## begin Provided passage
On Thu, Oct 25, 2018 at 10:47 AM Chamikara Jayalath <[email protected]>
wrote:

>
>
> On Thu, Oct 25, 2018 at 10:41 AM Raghu Angadi <[email protected]> wrote:
>
>>
>> On Thu, Oct 25, 2018 at 10:28 AM Chamikara Jayalath <[email protected]>
>> wrote:
>>
>>> Not sure if I understand why this would require Kafka to behave as two
>>> independent sources.
>>>
>>
>>
>>
>>> Won't setting a non-negative-infinity timestamp (for example processing
>>> time) for failed records be enough ?
>>>
>>
>> Well that's what I suggested and that is what a user seems to have done.
>> The question what if that is not what we want and don't want to mix these
>> two together (at least from my reading of Luke's and Kenn's comments, which
>> could be off).
>>
>
> Sorry I meant setting it at the SDF itself (not from a ParDo) when we have
> SDF-based KafkaIO.
>

You can set the timestamp even now, it does not need KafkaIO to be ported
to SDF. It was always possible to do that in KafkaIO. See Jozef Vilcek's
message above.


>
>
>>
>>
>
>>
>>>
>>> Also (at least at some point) there were discussions on supporting SDFs
>>> to report different watermarks for different outputs. More details are
>>> available here:
>>> https://docs.google.com/document/d/1BGc8pM1GOvZhwR9SARSVte-20XEoBUxrGJ5gTWXdv3c/edit
>>>
>>> - Cham
>>>
>>>
>>>>
>>>> Raghu.
## end Provided passage
## begin Data lines
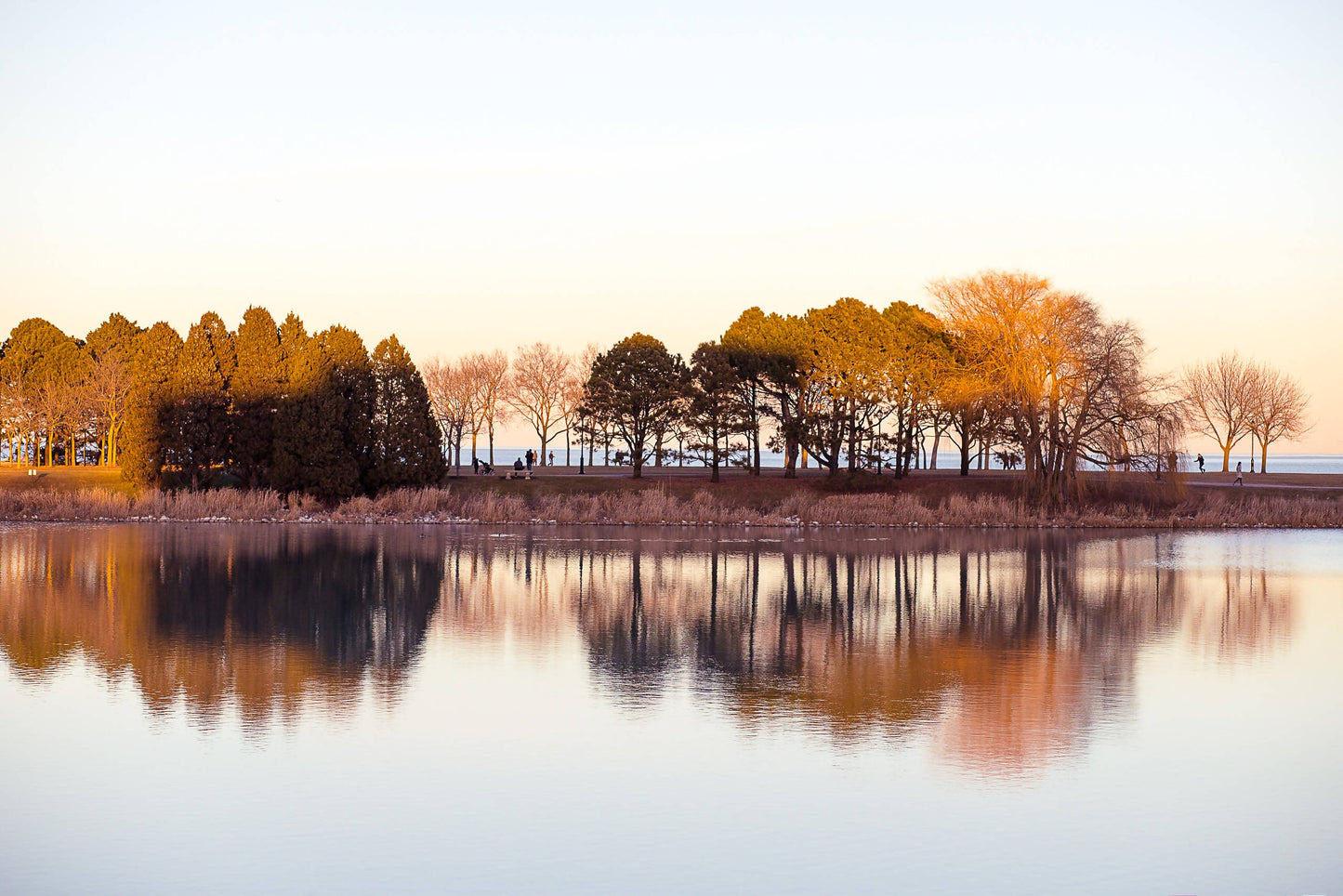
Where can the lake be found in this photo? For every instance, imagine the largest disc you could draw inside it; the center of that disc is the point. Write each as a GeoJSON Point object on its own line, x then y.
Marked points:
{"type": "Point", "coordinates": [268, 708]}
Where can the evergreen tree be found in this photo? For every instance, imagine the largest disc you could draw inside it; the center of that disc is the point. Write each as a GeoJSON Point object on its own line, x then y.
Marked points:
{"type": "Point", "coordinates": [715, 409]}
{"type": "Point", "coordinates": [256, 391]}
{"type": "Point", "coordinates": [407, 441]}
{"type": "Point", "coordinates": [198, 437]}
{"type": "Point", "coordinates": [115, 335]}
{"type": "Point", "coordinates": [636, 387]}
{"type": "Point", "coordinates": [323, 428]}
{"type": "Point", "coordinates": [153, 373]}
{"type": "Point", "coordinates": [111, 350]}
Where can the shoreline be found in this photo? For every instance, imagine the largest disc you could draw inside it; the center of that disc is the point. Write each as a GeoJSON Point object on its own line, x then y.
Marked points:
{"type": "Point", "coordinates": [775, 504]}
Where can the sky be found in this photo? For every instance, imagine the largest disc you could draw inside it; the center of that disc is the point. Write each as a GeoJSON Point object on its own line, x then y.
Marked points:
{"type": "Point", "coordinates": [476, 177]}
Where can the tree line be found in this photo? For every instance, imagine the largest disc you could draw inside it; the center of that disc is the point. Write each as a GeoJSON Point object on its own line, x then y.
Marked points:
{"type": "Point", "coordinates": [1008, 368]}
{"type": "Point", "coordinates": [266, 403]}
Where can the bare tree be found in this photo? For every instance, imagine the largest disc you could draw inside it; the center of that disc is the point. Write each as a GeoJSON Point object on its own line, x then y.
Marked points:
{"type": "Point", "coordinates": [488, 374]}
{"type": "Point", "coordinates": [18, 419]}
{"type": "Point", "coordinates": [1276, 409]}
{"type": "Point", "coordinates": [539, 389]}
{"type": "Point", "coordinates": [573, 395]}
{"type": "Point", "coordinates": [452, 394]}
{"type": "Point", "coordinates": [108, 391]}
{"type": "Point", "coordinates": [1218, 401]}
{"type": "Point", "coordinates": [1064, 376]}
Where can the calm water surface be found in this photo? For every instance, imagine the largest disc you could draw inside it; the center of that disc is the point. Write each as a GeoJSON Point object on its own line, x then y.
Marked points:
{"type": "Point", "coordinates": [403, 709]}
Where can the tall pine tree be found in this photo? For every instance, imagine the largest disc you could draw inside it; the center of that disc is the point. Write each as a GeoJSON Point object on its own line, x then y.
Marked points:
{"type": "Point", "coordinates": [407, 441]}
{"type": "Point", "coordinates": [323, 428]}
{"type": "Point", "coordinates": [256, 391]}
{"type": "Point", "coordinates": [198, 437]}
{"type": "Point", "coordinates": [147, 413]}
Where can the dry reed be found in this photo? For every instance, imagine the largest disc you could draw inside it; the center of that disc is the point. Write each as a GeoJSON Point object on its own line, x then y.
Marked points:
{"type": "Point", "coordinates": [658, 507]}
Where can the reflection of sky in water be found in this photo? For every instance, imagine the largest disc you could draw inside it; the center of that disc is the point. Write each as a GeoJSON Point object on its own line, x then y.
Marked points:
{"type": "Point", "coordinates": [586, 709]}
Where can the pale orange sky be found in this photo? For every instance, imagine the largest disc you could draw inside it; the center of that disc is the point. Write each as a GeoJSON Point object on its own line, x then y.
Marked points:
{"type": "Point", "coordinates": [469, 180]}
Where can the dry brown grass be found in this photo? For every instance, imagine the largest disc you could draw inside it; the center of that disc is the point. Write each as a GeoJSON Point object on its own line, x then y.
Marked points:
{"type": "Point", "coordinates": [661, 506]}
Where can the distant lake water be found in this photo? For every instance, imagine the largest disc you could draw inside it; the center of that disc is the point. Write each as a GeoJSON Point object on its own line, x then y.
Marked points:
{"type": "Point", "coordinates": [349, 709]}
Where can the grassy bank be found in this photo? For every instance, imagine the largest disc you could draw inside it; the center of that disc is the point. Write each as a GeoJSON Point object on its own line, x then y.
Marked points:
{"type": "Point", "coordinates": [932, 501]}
## end Data lines
Continue the email thread above about KafkaIO timestamps, starting after its last line.

>>>>
>>>>>
>>>>> It could even assign a timestamp that makes more logical sense in a
>>>>>> particular application.
>>>>>>
>>>>>> On Wed, Oct 24, 2018 at 8:30 PM Kenneth Knowles <[email protected]>
>>>>>> wrote:
>>>>>>
>>>>>>> Forgive me if this is naive or missing something, but here are my
>>>>>>> thoughts on these alternatives:
>>>>>>>
>>>>>>> (0) Timestamp has to be pulled out in the source to control the
>>>>>>> watermark. Luke's point is imortant.
>>>>>>>
>>>>>>> (1) If bad records get min_timestamp, and they occur infrequently
>>>>>>> enough, then watermark will advance and they will all be dropped. That 
>>>>>>> will
>>>>>>> not allow output to a dead-letter queue.
>>>>>>>
>>>>>>> (2) If you have always min_timestamp records, or if bad records are
>>>>>>> frequent, the watermark will never advance. So windows/aggregations 
>>>>>>> would
>>>>>>> never be considered complete. Triggers could be used to get output 
>>>>>>> anyhow,
>>>>>>> but it would never be a final answer. I think it is not in the spirit of
>>>>>>> Beam to work this way. Pragmatically, no state could ever be freed by a
>>>>>>> runner.
>>>>>>>
>>>>>>> In SQL there is an actual "dead letter" option when creating a table
>>>>>>> that parses from a bytes source. If, for example, a JSON record cannot 
>>>>>>> be
>>>>>>> parsed to the expected schema - like maybe an avro record got in the
>>>>>>> stream, or the JSON doesn't match the expected schema - it is output 
>>>>>>> as-is
>>>>>>> to a user-specified dead letter queue. I think this same level of 
>>>>>>> support
>>>>>>> is also required for records that cannot have timestamps extracted in an
>>>>>>> unbounded source.
>>>>>>>
>>>>>>> In an SDF I think the function has enough control to do it all in
>>>>>>> "userland", so Cham is right on here.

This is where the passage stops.